* start *
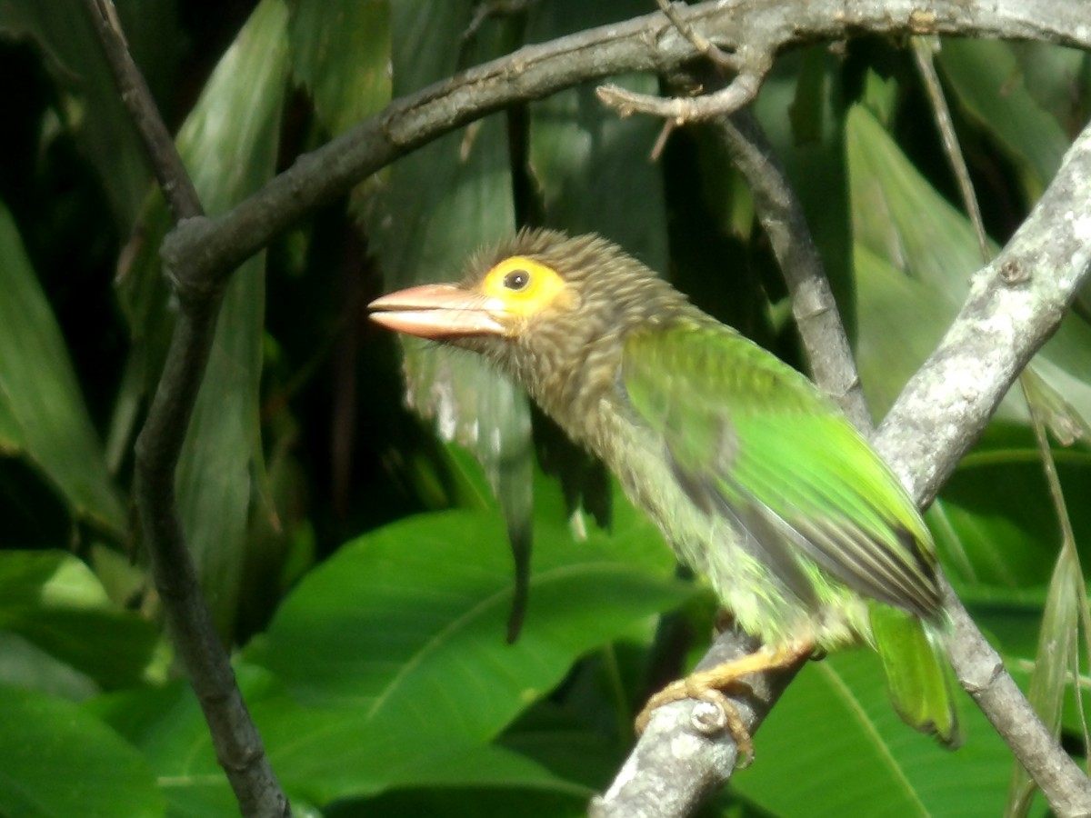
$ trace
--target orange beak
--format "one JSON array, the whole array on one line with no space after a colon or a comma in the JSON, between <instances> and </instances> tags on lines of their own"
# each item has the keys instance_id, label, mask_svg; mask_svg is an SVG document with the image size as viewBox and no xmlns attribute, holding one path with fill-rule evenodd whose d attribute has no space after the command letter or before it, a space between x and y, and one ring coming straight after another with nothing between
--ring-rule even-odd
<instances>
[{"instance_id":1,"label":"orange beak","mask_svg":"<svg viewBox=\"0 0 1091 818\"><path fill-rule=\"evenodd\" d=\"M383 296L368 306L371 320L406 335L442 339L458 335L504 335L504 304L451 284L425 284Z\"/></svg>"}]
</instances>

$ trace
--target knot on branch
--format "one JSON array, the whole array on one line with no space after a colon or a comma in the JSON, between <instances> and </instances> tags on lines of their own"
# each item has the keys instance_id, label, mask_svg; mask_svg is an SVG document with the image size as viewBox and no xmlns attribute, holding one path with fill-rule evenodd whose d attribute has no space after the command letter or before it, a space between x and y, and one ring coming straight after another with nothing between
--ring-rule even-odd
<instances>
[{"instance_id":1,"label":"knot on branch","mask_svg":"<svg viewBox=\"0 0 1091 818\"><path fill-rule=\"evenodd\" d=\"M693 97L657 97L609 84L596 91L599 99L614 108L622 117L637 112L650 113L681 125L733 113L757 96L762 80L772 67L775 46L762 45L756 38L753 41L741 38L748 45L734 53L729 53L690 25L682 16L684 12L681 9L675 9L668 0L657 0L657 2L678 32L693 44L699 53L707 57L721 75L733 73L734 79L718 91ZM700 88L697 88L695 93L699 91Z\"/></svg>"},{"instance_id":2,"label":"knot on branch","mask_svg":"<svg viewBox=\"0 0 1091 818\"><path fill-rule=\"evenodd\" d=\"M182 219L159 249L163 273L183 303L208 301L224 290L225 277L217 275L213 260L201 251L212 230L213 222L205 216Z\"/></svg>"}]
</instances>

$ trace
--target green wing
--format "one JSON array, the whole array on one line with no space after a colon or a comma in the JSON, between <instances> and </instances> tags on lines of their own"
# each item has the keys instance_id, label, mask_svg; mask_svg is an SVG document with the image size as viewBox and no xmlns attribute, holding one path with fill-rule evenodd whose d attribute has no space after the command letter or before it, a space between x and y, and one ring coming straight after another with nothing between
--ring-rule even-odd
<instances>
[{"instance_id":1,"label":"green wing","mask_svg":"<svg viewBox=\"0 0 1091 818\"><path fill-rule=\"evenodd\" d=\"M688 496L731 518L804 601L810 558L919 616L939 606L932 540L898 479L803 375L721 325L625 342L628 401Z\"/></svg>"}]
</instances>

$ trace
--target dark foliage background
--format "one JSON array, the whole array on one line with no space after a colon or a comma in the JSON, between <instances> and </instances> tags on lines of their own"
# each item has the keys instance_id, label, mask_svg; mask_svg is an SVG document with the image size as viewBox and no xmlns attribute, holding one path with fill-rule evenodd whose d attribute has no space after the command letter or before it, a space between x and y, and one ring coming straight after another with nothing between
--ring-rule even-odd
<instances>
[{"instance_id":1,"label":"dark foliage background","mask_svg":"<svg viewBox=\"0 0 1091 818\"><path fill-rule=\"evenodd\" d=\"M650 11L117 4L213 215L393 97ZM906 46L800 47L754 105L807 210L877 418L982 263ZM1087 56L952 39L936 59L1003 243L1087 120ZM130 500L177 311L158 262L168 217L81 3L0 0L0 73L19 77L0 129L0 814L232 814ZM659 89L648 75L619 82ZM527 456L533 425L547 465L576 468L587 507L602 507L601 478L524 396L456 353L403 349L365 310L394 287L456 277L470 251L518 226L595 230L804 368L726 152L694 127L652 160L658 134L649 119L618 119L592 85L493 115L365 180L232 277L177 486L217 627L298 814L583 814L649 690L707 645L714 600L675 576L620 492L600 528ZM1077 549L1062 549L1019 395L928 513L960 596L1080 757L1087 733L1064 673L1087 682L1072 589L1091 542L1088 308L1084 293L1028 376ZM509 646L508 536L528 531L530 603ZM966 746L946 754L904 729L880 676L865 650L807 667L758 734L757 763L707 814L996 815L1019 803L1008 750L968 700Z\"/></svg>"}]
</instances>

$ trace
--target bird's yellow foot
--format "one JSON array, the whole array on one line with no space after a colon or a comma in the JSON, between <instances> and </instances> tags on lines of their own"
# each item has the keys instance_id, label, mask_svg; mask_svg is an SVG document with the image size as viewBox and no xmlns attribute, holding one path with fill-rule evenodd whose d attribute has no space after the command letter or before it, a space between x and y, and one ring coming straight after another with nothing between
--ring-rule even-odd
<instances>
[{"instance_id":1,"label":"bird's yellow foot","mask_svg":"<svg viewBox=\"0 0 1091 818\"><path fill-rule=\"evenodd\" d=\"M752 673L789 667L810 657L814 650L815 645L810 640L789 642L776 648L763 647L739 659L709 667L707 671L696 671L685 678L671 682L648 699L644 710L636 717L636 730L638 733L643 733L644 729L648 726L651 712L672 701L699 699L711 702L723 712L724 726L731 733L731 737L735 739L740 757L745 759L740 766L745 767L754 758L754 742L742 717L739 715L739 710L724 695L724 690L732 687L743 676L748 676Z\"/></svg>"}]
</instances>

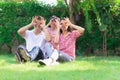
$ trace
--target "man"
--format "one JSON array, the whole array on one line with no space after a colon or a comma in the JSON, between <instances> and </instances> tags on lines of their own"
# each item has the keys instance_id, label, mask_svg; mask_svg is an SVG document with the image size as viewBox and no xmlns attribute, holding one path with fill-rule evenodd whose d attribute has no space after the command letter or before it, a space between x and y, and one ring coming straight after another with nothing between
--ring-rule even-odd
* end *
● **WORK TO BE COMPLETED**: Please set down each line of the data above exactly as written, without the pictures.

● **ANSWER TO THIS EXERCISE**:
$ trace
--target orange beak
--format "one JSON array, the whole array on one line with no space after a colon or a comma in the JSON, between <instances> and </instances> tags on lines of their own"
# each item has the keys instance_id, label, mask_svg; mask_svg is an SVG document with the image size as viewBox and no xmlns attribute, holding one path with fill-rule evenodd whose d attribute has no space after the command letter or before it, a space between x and y, and one ring coming straight after another with nothing between
--ring-rule even-odd
<instances>
[{"instance_id":1,"label":"orange beak","mask_svg":"<svg viewBox=\"0 0 1091 818\"><path fill-rule=\"evenodd\" d=\"M383 296L368 306L371 320L406 335L442 339L458 335L504 335L504 304L451 284L425 284Z\"/></svg>"}]
</instances>

$ trace
--target knot on branch
--format "one JSON array, the whole array on one line with no space after a colon or a comma in the JSON, between <instances> and </instances> tags on lines of their own"
# each item has the keys instance_id, label, mask_svg; mask_svg is an SVG document with the image size as viewBox and no xmlns attribute, holding one path with fill-rule evenodd whose d attribute has no space after the command letter or before it, a space between x and y, and one ring coming straight after another with nothing between
--ring-rule even-odd
<instances>
[{"instance_id":1,"label":"knot on branch","mask_svg":"<svg viewBox=\"0 0 1091 818\"><path fill-rule=\"evenodd\" d=\"M693 97L657 97L609 84L596 91L599 99L614 108L622 117L637 112L650 113L681 125L733 113L757 96L762 80L772 67L775 46L762 45L756 38L753 41L741 38L748 45L734 53L729 53L690 25L682 16L684 12L681 9L675 9L668 0L657 0L657 2L678 32L693 44L699 53L707 57L721 75L733 73L734 79L718 91ZM700 88L697 88L695 93L699 91Z\"/></svg>"},{"instance_id":2,"label":"knot on branch","mask_svg":"<svg viewBox=\"0 0 1091 818\"><path fill-rule=\"evenodd\" d=\"M182 219L159 249L163 273L183 303L208 301L224 290L225 277L217 275L213 260L201 251L212 230L213 222L205 216Z\"/></svg>"}]
</instances>

$ trace
--target green wing
--format "one JSON array, the whole array on one line with no space after a colon or a comma in the JSON, between <instances> and </instances> tags on lines of their own"
# each item has the keys instance_id, label, mask_svg; mask_svg is an SVG document with the image size as viewBox and no xmlns attribute, holding one path with fill-rule evenodd whose d attribute has no space after the command letter or before it, a space between x and y, and one ring coming straight after another with nothing between
--ring-rule even-odd
<instances>
[{"instance_id":1,"label":"green wing","mask_svg":"<svg viewBox=\"0 0 1091 818\"><path fill-rule=\"evenodd\" d=\"M688 496L731 518L804 601L810 558L919 616L939 606L932 540L898 479L803 375L721 325L625 342L628 401Z\"/></svg>"}]
</instances>

$ trace
--target dark foliage background
--format "one JSON array, the whole array on one line with no space after a colon or a comma in the JSON, between <instances> and </instances> tags on lines of their own"
# each item has the keys instance_id, label, mask_svg; mask_svg is an SVG document with the image size as viewBox and no xmlns attribute, holding one path with fill-rule evenodd whose d attribute has no space after the command letter or before it, a space between x and y, and one ring coming straight after another with nothing between
--ring-rule even-odd
<instances>
[{"instance_id":1,"label":"dark foliage background","mask_svg":"<svg viewBox=\"0 0 1091 818\"><path fill-rule=\"evenodd\" d=\"M650 11L117 4L213 215L393 97ZM906 46L800 47L754 105L807 210L877 418L982 263ZM1087 56L952 39L936 59L1003 243L1087 120ZM130 500L177 311L158 262L168 217L81 3L0 0L0 73L19 77L0 129L0 814L232 814ZM659 89L648 75L619 82ZM527 456L533 425L547 465L576 468L587 507L602 507L601 478L524 396L456 353L403 349L365 310L394 287L456 277L470 251L518 226L595 230L804 368L726 152L694 127L652 160L658 134L649 119L618 119L592 85L493 115L365 180L232 277L177 486L217 627L298 814L583 814L649 690L707 645L714 600L675 576L620 492L600 528ZM1077 549L1062 549L1019 395L928 513L960 596L1080 757L1087 733L1064 673L1087 682L1072 589L1091 542L1088 308L1084 293L1028 376ZM509 646L508 536L528 531L530 603ZM966 746L946 754L904 729L880 676L865 650L807 667L758 734L757 763L707 814L996 815L1019 803L1008 750L968 700Z\"/></svg>"}]
</instances>

$ trace
--target bird's yellow foot
--format "one JSON array, the whole array on one line with no space after a colon or a comma in the JSON, between <instances> and </instances> tags on lines of their own"
# each item has the keys instance_id, label, mask_svg; mask_svg is an SVG document with the image size as viewBox and no xmlns attribute, holding one path with fill-rule evenodd whose d attribute has no space after the command letter or before it, a space between x and y, and one ring coming straight after another with nothing between
--ring-rule even-odd
<instances>
[{"instance_id":1,"label":"bird's yellow foot","mask_svg":"<svg viewBox=\"0 0 1091 818\"><path fill-rule=\"evenodd\" d=\"M752 673L789 667L810 657L814 650L815 645L810 640L789 642L776 648L763 647L739 659L709 667L707 671L696 671L685 678L671 682L648 699L644 710L636 717L636 730L638 733L643 733L644 729L648 726L651 712L672 701L699 699L711 702L723 712L724 726L731 733L731 737L735 739L740 757L745 759L740 766L745 767L754 758L754 742L742 717L739 715L739 710L724 695L724 690L732 687L743 676L748 676Z\"/></svg>"}]
</instances>

$ trace
--target "man"
--format "one JSON array, the whole array on one line with no space after a colon or a comma in the JSON, between <instances> and </instances> tags on lines of their own"
# each item has the keys instance_id, label, mask_svg; mask_svg is an SVG document with the image size as viewBox and no xmlns attribute, holding one path with fill-rule evenodd whose d attribute has no space after the command letter or before it, a space between x and y, and one ring coming straight after another with nothing between
--ring-rule even-odd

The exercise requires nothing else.